GIVEN REQUEST.
Output every nonblank line of the rows below as a Markdown table with two columns, Line No. and Content, numbering the lines in order and leaving out blank lines.

INPUT ROWS.
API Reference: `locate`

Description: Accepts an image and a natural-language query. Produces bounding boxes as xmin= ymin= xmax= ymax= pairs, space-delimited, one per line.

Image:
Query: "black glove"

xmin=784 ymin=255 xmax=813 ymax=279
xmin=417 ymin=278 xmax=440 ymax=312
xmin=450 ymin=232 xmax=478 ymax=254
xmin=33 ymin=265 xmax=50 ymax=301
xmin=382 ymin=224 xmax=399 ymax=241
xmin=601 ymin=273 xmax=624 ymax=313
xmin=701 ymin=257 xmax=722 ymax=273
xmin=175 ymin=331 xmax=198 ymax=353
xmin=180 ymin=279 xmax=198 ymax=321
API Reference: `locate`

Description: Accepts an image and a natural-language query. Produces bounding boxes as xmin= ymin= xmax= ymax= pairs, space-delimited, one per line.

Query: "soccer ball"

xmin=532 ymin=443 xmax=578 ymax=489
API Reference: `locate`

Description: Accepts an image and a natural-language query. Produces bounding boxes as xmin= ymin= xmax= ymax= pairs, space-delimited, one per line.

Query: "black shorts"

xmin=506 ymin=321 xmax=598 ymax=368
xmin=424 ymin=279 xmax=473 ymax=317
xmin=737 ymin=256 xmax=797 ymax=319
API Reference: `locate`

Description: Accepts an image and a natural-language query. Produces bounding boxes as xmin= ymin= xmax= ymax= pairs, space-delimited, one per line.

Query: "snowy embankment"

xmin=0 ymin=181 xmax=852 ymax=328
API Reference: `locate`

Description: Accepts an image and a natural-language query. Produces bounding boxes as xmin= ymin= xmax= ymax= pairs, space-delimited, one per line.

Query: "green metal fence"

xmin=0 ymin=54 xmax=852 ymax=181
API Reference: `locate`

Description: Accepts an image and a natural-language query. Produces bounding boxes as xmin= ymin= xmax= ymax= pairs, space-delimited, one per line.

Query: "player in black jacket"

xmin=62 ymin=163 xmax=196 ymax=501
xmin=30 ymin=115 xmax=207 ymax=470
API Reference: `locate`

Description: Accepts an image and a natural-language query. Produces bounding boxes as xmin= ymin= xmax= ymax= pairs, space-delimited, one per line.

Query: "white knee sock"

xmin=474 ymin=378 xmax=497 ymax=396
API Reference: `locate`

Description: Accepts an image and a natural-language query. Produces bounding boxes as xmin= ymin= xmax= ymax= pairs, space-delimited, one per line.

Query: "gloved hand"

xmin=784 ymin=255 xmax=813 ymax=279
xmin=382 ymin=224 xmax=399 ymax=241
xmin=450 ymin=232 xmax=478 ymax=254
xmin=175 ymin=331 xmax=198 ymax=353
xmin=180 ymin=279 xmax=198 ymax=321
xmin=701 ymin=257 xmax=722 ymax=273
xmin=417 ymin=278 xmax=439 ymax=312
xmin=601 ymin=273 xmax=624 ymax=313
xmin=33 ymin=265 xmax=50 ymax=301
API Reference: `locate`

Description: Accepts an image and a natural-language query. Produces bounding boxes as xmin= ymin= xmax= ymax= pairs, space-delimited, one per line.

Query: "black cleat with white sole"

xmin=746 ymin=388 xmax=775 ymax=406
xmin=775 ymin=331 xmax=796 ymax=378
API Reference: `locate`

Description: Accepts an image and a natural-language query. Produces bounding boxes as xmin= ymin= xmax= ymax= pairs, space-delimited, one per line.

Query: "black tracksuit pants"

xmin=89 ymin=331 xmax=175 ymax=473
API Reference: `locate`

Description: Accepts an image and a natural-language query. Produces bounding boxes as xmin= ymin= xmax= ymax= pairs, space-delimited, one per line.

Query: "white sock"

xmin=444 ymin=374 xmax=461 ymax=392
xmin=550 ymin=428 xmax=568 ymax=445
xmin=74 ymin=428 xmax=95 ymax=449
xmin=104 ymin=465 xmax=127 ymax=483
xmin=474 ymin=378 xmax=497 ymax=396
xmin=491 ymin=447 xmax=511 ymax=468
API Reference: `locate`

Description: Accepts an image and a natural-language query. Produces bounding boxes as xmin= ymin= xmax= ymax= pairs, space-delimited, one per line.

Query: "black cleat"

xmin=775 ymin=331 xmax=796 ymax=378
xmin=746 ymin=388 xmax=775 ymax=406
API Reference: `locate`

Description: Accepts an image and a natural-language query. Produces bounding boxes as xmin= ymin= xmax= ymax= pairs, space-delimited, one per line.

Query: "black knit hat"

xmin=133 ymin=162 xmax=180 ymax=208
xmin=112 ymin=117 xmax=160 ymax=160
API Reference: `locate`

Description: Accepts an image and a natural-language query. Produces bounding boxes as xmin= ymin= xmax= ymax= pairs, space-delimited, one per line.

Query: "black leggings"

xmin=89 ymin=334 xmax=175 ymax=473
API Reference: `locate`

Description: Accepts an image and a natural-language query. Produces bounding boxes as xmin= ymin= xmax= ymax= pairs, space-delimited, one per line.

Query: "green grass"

FULL ANSWER.
| Line No. | Content |
|---|---|
| 1 | API Reference: `locate` |
| 2 | Description: Accepts an image and a natural-language query. Produces bounding boxes as xmin= ymin= xmax= ymax= pairs, space-delimited, one per line. |
| 3 | Image: |
| 4 | Query: "black glove" |
| 5 | xmin=784 ymin=255 xmax=813 ymax=279 |
| 6 | xmin=417 ymin=278 xmax=440 ymax=312 |
| 7 | xmin=450 ymin=232 xmax=478 ymax=254 |
| 8 | xmin=33 ymin=265 xmax=50 ymax=301 |
| 9 | xmin=382 ymin=224 xmax=399 ymax=241 |
| 10 | xmin=601 ymin=273 xmax=624 ymax=313 |
| 11 | xmin=701 ymin=257 xmax=722 ymax=273 |
| 12 | xmin=175 ymin=331 xmax=198 ymax=353 |
| 13 | xmin=180 ymin=279 xmax=198 ymax=321 |
| 14 | API Reference: `locate` |
| 15 | Description: Accepts an image and a natural-language query. Produces bounding boxes as xmin= ymin= xmax= ymax= pairs, space-delimited, one per line. |
| 16 | Query: "soccer ball" |
| 17 | xmin=532 ymin=443 xmax=578 ymax=489 |
| 18 | API Reference: `locate` |
| 19 | Description: Accepts an image and a natural-language query. Produces bounding boxes as xmin= ymin= xmax= ymax= pairs, space-delimited, one per line. |
| 20 | Query: "black shorts" |
| 21 | xmin=506 ymin=321 xmax=598 ymax=368 |
| 22 | xmin=424 ymin=279 xmax=473 ymax=317 |
| 23 | xmin=737 ymin=256 xmax=797 ymax=319 |
| 24 | API Reference: `locate` |
| 25 | Description: Accepts an image and a natural-language query. Produces bounding boxes as xmin= ymin= xmax= ymax= pairs, space-delimited, one per line. |
| 26 | Query: "snowy embankment" |
| 27 | xmin=0 ymin=181 xmax=852 ymax=328 |
| 28 | API Reference: `locate` |
| 29 | Description: Accepts an image and a natural-language query. Produces bounding boxes as xmin= ymin= xmax= ymax= pairs, space-delimited, one per line. |
| 30 | Query: "green metal fence" |
| 31 | xmin=0 ymin=54 xmax=852 ymax=181 |
| 32 | API Reference: `locate` |
| 33 | Description: Accepts an image and a natural-language query. Produces bounding boxes as xmin= ymin= xmax= ymax= pairs, space-delimited, one per line. |
| 34 | Query: "player in black jacket" |
| 35 | xmin=62 ymin=163 xmax=196 ymax=501 |
| 36 | xmin=30 ymin=115 xmax=207 ymax=470 |
| 37 | API Reference: `locate` |
| 38 | Description: Accepts an image and a natural-language query. Produces bounding boxes as xmin= ymin= xmax= ymax= pairs, space-delimited, one per line. |
| 39 | Query: "white knee sock" |
| 40 | xmin=474 ymin=378 xmax=497 ymax=396 |
| 41 | API Reference: `locate` |
| 42 | Description: Accepts an image and a natural-language query. Produces bounding boxes as xmin= ymin= xmax= ymax= pairs, space-delimited, one per line. |
| 43 | Query: "gloved hand" |
| 44 | xmin=784 ymin=255 xmax=813 ymax=279 |
| 45 | xmin=382 ymin=224 xmax=399 ymax=241 |
| 46 | xmin=450 ymin=232 xmax=478 ymax=254 |
| 47 | xmin=175 ymin=331 xmax=198 ymax=353 |
| 48 | xmin=180 ymin=279 xmax=198 ymax=321 |
| 49 | xmin=701 ymin=257 xmax=722 ymax=273 |
| 50 | xmin=417 ymin=278 xmax=439 ymax=312 |
| 51 | xmin=601 ymin=273 xmax=624 ymax=313 |
| 52 | xmin=33 ymin=265 xmax=50 ymax=301 |
| 53 | API Reference: `locate` |
| 54 | Description: Accepts an image and a natural-language query. Produces bounding boxes as xmin= ymin= xmax= ymax= pairs, space-delimited, one per line. |
| 55 | Query: "black cleat with white sole" |
| 56 | xmin=746 ymin=388 xmax=775 ymax=406 |
| 57 | xmin=775 ymin=331 xmax=796 ymax=378 |
| 58 | API Reference: `locate` |
| 59 | Description: Accepts an image and a natural-language query. Produces bounding boxes as xmin= ymin= xmax= ymax= pairs, space-delimited, one per line. |
| 60 | Query: "black tracksuit pants" |
| 61 | xmin=89 ymin=331 xmax=175 ymax=473 |
| 62 | API Reference: `locate` |
| 63 | Description: Accepts an image and a natural-language query. Produces bounding boxes as xmin= ymin= xmax= ymax= pairs, space-delimited, one per line. |
| 64 | Query: "white sock" |
| 65 | xmin=444 ymin=374 xmax=461 ymax=392 |
| 66 | xmin=550 ymin=428 xmax=568 ymax=445 |
| 67 | xmin=74 ymin=428 xmax=95 ymax=449 |
| 68 | xmin=104 ymin=465 xmax=127 ymax=483 |
| 69 | xmin=474 ymin=378 xmax=497 ymax=396 |
| 70 | xmin=491 ymin=447 xmax=511 ymax=468 |
| 71 | API Reference: `locate` |
| 72 | Description: Accepts an image and a natural-language query. Produces bounding boxes as xmin= ymin= xmax= ymax= pairs, space-delimited, one per line. |
| 73 | Query: "black cleat" |
| 74 | xmin=775 ymin=331 xmax=796 ymax=378 |
| 75 | xmin=746 ymin=388 xmax=775 ymax=406 |
| 76 | API Reference: `locate` |
| 77 | Description: Accepts an image and a natural-language query. Produces bounding boxes as xmin= ymin= xmax= ymax= pairs, space-delimited, one per line. |
| 78 | Query: "black knit hat" |
| 79 | xmin=133 ymin=162 xmax=180 ymax=208 |
| 80 | xmin=112 ymin=117 xmax=160 ymax=160 |
| 81 | API Reference: `locate` |
| 82 | Description: Accepts an image and a natural-language query. Produces bounding boxes as xmin= ymin= xmax= ymax= pairs, space-delimited, one per line. |
| 83 | Query: "black leggings" |
| 84 | xmin=89 ymin=334 xmax=175 ymax=473 |
| 85 | API Reference: `locate` |
| 86 | Description: Accepts an image and a natural-language query. Produces bounding boxes as xmin= ymin= xmax= ymax= pairs, space-delimited, one per line. |
| 87 | Query: "green grass" |